[Исходный отрывок]

-----

Кроме «самого узкого круга» есть еще два руководителя, которые пользуются высоким доверием, но присутствуют на совещаниях реже – это Андреев и Микоян. Итого – пятеро.
Андреев действует, прежде всего, как секретарь, ответственный за фиксацию решений, и регулярно он появляется только до 14 марта. Зато после этой даты на совещаниях узкой группы постоянно присутствует Микоян. И «заходит» он так, чтобы это выглядело незаметно, как бы по текущим делам.
21 марта проходит широкое совещание по вопросам, связанным судя по составу участников, с внешней политикой. В 17:35 пришел Ежов. В 18:00 – Микоян. В 18:50–19:00 посторонних попросили удалиться (в том числе такого влиятельного руководителя, как Чубарь). Узкий круг с Микояном и Ежовым остается и совещается о чем-то еще час. 28 марта в кабинете Сталина обсуждаются вопросы внешней политики (помимо дипломатов собрался узкий круг, включая Микояна). Дипломаты постепенно покидают кабинет. В 19:35 Литвинов уходит, его сменяет Ежов, и узкий круг (включая Микояна и без Андреева) беседует сначала полчаса с Ежовым, а потом еще больше часа без него. 29 марта в конце дня узкий круг (включая Микояна) опять собирается с Ежовым в конце дня на часик без посторонних. 1 апреля Микоян приходит в кабинет в 18:15, когда там идет обсуждение, на котором может присутствовать Розенгольц. В 19:00 он уходит, и узкий круг остается с Ежовым и присоединившимся к нему в 19:05 В. Балицким. В конце дня 2 апреля узкий круг собирается с Ежовым без Микояна.
Узкое совещание для «совсем своих», без Ежова, проходит 11 апреля. С 17:10 до 18:3 °Cталин, Молотов, Ворошилов, Каганович и Микоян беседуют о том, что не нужно знать и Ежову. Возможно, именно в этот день была решена судьба партийного и военного руководства. После этого Микоян участвует только в «широких» совещаниях.

-----

[Предоставленные сведения]
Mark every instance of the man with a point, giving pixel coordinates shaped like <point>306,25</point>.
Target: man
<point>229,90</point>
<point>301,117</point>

-----

Перепишите приведенный выше отрывок о совещаниях узкого круга в кабинете Сталина целиком, слово в слово.

Кроме «самого узкого круга» есть еще два руководителя, которые пользуются высоким доверием, но присутствуют на совещаниях реже – это Андреев и Микоян. Итого – пятеро.
Андреев действует, прежде всего, как секретарь, ответственный за фиксацию решений, и регулярно он появляется только до 14 марта. Зато после этой даты на совещаниях узкой группы постоянно присутствует Микоян. И «заходит» он так, чтобы это выглядело незаметно, как бы по текущим делам.
21 марта проходит широкое совещание по вопросам, связанным судя по составу участников, с внешней политикой. В 17:35 пришел Ежов. В 18:00 – Микоян. В 18:50–19:00 посторонних попросили удалиться (в том числе такого влиятельного руководителя, как Чубарь). Узкий круг с Микояном и Ежовым остается и совещается о чем-то еще час. 28 марта в кабинете Сталина обсуждаются вопросы внешней политики (помимо дипломатов собрался узкий круг, включая Микояна). Дипломаты постепенно покидают кабинет. В 19:35 Литвинов уходит, его сменяет Ежов, и узкий круг (включая Микояна и без Андреева) беседует сначала полчаса с Ежовым, а потом еще больше часа без него. 29 марта в конце дня узкий круг (включая Микояна) опять собирается с Ежовым в конце дня на часик без посторонних. 1 апреля Микоян приходит в кабинет в 18:15, когда там идет обсуждение, на котором может присутствовать Розенгольц. В 19:00 он уходит, и узкий круг остается с Ежовым и присоединившимся к нему в 19:05 В. Балицким. В конце дня 2 апреля узкий круг собирается с Ежовым без Микояна.
Узкое совещание для «совсем своих», без Ежова, проходит 11 апреля. С 17:10 до 18:3 °Cталин, Молотов, Ворошилов, Каганович и Микоян беседуют о том, что не нужно знать и Ежову. Возможно, именно в этот день была решена судьба партийного и военного руководства. После этого Микоян участвует только в «широких» совещаниях.